◆ **Challenge 1**
Please return the whole interview excerpt about the Women In Entertainment Summit, word for word.

The second annual Women In Entertainment Summit took place November 2016. I chatted with three of this year's participants:- Haifaa al-Mansour, Director and Writer of Wadjda and Saudi Arabia's first female filmmaker.- Allison Schroeder, Screenwriter and Co-Chair of the WGA Committee of Women Writers- Gretchen McCourt, Executive Vice President Cinema Programming, ArcLight Cinemas

Gretchen McCourt welcomes the audience at Arclight Cinema's Women In Entertainment Summit (Courtesy of Cinematic Red):2016-12-23-1482470623-4146847-1511050694e1456340609771.jpg

Xaque Gruber: Tell me one area within the entertainment industry that you'd like to see improve for women?

Haifaa al-Mansour: More voices behind the camera for sure. There is a serious lack of women directors in the industry, and this leads to a very serious lack of women's perspective in all forms of entertainment. We need to continue to encourage women to pursue directing and to encourage producers, actors and other industry professionals to support women directors.

Allison Schroeder: That's hard. I think the key is that there needs to be improvement in all areas, so that there's not just one woman in a room or on a team or within a department. But I think the biggest thing is getting women in the room to begin with. To pitch, to interview, to vie for the job. Then the key is staying in that position, which can be even harder.

◆ **Data for this task**
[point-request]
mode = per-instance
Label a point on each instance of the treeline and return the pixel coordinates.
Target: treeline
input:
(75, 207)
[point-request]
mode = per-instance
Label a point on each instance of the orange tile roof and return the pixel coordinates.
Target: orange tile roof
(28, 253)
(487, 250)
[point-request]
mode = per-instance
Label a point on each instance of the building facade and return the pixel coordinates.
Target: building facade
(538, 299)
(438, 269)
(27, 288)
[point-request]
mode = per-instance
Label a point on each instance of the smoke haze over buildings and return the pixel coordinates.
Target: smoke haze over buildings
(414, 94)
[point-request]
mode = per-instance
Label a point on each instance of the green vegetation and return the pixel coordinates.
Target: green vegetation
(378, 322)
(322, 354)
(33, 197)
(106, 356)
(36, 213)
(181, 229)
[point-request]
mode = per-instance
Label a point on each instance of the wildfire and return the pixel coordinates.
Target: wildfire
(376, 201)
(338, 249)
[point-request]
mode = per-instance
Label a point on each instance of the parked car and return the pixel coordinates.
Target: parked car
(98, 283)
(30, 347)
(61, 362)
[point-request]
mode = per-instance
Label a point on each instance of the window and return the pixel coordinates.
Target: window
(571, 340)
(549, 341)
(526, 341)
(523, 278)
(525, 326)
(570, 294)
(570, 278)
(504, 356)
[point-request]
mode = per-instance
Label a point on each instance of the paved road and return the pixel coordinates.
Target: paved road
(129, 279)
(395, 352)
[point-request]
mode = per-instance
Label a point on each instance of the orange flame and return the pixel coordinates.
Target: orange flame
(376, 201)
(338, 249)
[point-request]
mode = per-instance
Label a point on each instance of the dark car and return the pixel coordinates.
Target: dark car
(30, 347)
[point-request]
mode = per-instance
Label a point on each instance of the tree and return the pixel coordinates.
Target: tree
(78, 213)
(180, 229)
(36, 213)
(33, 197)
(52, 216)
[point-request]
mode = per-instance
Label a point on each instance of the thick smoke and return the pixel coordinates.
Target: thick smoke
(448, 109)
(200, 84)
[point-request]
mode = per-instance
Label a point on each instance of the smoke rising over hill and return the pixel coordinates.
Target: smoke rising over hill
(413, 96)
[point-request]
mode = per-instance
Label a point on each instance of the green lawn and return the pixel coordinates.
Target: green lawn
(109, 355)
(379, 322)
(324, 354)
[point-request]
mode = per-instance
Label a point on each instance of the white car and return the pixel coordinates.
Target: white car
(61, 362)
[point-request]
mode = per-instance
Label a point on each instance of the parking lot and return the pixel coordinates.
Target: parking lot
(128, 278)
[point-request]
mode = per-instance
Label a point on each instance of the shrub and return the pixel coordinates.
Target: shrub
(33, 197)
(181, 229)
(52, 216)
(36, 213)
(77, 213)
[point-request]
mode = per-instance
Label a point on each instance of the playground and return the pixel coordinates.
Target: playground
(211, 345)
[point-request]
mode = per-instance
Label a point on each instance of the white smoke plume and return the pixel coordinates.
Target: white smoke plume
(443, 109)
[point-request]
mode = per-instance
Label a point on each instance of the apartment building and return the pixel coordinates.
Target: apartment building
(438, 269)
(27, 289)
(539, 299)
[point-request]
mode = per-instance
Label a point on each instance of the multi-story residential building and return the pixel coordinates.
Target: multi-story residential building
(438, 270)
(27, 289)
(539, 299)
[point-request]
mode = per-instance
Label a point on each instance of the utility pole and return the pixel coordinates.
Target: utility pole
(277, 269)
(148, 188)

---

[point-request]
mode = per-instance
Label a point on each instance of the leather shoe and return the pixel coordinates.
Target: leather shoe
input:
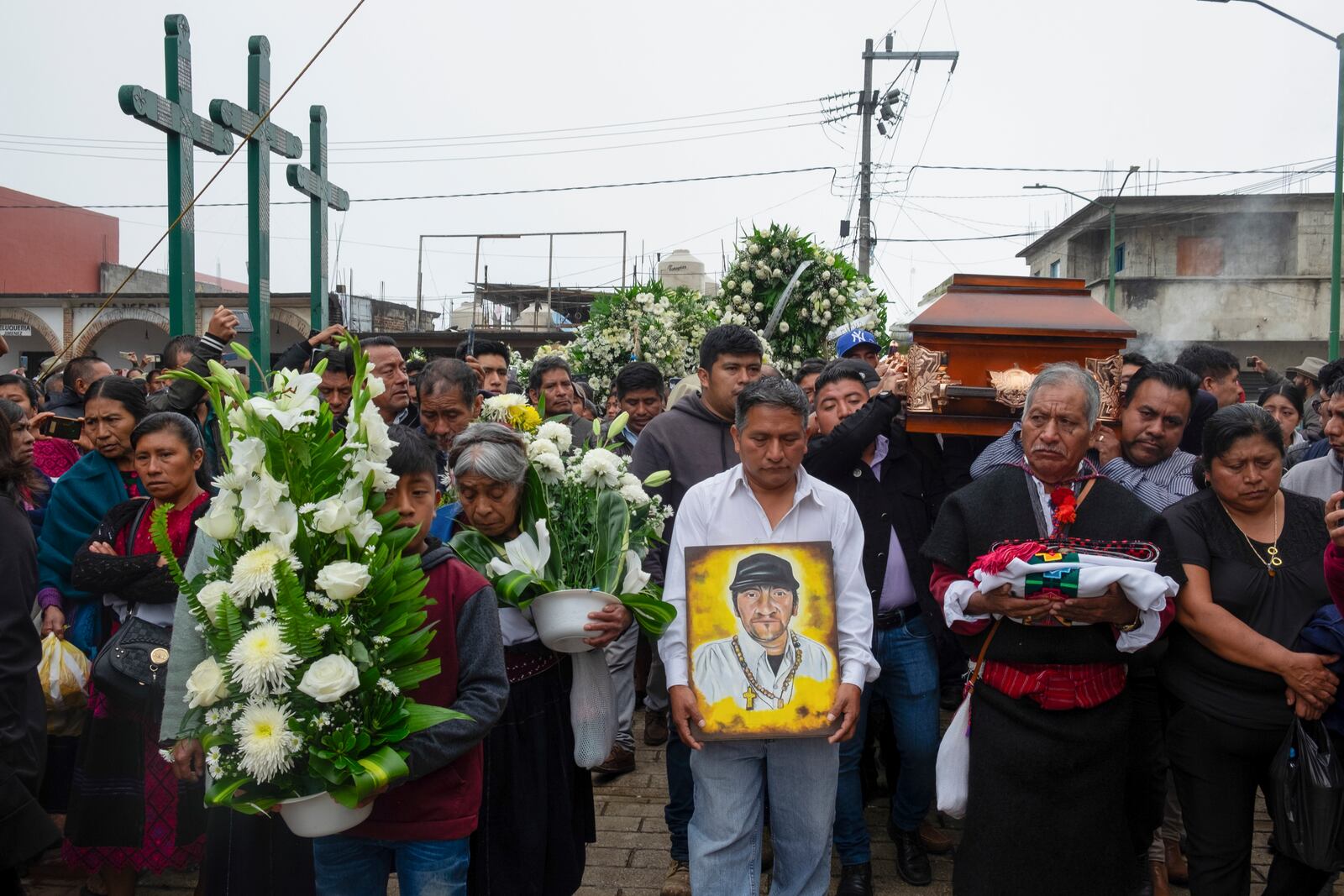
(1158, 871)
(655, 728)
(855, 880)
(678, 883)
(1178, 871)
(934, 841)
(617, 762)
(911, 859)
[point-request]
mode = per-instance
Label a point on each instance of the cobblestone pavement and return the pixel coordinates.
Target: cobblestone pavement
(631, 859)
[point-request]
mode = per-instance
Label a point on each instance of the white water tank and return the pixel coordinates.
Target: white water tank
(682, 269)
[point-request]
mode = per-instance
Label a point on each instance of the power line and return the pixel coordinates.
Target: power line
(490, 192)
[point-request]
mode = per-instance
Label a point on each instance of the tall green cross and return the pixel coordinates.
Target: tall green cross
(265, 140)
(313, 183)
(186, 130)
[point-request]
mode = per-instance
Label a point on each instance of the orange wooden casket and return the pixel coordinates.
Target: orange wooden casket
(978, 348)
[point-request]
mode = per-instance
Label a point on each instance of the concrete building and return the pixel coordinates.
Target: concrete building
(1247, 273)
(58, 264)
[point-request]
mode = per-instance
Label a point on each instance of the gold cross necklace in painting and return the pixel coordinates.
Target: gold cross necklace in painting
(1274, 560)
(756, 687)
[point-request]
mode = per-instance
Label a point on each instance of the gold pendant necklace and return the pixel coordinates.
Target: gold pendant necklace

◆ **Challenge 2**
Select each line in the records above that contains the string "leather" and copy it out. Case counts.

◆ **Complete answer 1**
The second annual Women In Entertainment Summit took place November 2016. I chatted with three of this year's participants:- Haifaa al-Mansour, Director and Writer of Wadjda and Saudi Arabia's first female filmmaker.- Allison Schroeder, Screenwriter and Co-Chair of the WGA Committee of Women Writers- Gretchen McCourt, Executive Vice President Cinema Programming, ArcLight Cinemas

Gretchen McCourt welcomes the audience at Arclight Cinema's Women In Entertainment Summit (Courtesy of Cinematic Red):2016-12-23-1482470623-4146847-1511050694e1456340609771.jpg

Xaque Gruber: Tell me one area within the entertainment industry that you'd like to see improve for women?

Haifaa al-Mansour: More voices behind the camera for sure. There is a serious lack of women directors in the industry, and this leads to a very serious lack of women's perspective in all forms of entertainment. We need to continue to encourage women to pursue directing and to encourage producers, actors and other industry professionals to support women directors.

Allison Schroeder: That's hard. I think the key is that there needs to be improvement in all areas, so that there's not just one woman in a room or on a team or within a department. But I think the biggest thing is getting women in the room to begin with. To pitch, to interview, to vie for the job. Then the key is staying in that position, which can be even harder.

◆ **Complete answer 2**
Label a point on each instance of the leather shoe and return the pixel coordinates.
Target: leather shoe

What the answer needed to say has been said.